DIRECTIONS: Tally the lines in the items below that contain the string "soccer". Report that number alone.
══════════════════════════════
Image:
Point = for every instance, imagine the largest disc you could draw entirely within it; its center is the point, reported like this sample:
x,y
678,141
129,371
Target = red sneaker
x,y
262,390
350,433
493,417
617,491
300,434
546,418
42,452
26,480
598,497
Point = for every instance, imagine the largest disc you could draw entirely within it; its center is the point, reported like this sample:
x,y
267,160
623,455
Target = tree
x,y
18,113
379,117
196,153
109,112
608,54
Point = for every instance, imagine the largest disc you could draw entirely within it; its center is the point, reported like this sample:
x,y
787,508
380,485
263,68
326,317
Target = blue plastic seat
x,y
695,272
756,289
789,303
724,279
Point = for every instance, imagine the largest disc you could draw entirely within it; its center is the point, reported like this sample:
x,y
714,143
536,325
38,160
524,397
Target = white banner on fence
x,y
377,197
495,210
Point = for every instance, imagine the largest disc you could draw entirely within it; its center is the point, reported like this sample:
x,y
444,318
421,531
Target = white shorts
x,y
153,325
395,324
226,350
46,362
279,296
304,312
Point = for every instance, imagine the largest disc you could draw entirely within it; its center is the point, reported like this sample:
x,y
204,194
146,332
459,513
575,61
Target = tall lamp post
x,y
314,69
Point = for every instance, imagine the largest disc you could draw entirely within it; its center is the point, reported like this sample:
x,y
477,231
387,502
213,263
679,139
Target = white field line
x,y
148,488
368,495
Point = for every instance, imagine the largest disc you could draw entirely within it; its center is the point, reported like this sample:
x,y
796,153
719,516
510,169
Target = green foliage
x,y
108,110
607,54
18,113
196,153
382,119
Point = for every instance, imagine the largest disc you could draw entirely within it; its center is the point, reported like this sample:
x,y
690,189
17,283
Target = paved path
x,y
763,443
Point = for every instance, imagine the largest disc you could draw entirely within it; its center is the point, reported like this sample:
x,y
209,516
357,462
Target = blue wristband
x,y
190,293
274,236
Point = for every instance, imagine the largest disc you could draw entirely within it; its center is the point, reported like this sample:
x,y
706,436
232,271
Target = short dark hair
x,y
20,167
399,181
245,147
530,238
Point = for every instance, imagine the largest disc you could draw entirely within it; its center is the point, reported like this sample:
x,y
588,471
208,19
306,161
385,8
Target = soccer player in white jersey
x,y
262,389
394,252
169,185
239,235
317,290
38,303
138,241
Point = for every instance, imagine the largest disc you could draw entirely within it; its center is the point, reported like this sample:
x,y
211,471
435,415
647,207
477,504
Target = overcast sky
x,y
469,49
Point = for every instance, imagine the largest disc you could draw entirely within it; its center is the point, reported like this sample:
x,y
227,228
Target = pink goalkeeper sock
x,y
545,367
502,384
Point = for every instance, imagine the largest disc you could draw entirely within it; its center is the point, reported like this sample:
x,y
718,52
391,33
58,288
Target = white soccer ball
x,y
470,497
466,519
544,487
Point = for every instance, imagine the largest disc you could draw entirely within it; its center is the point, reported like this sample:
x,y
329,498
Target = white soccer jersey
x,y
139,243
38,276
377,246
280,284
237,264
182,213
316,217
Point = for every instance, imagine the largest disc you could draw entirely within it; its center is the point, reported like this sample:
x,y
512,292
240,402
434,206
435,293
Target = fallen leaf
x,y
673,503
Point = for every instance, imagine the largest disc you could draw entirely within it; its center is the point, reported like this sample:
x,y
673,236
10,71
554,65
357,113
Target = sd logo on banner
══════════════════════════════
WRITTEN ANSWER: 3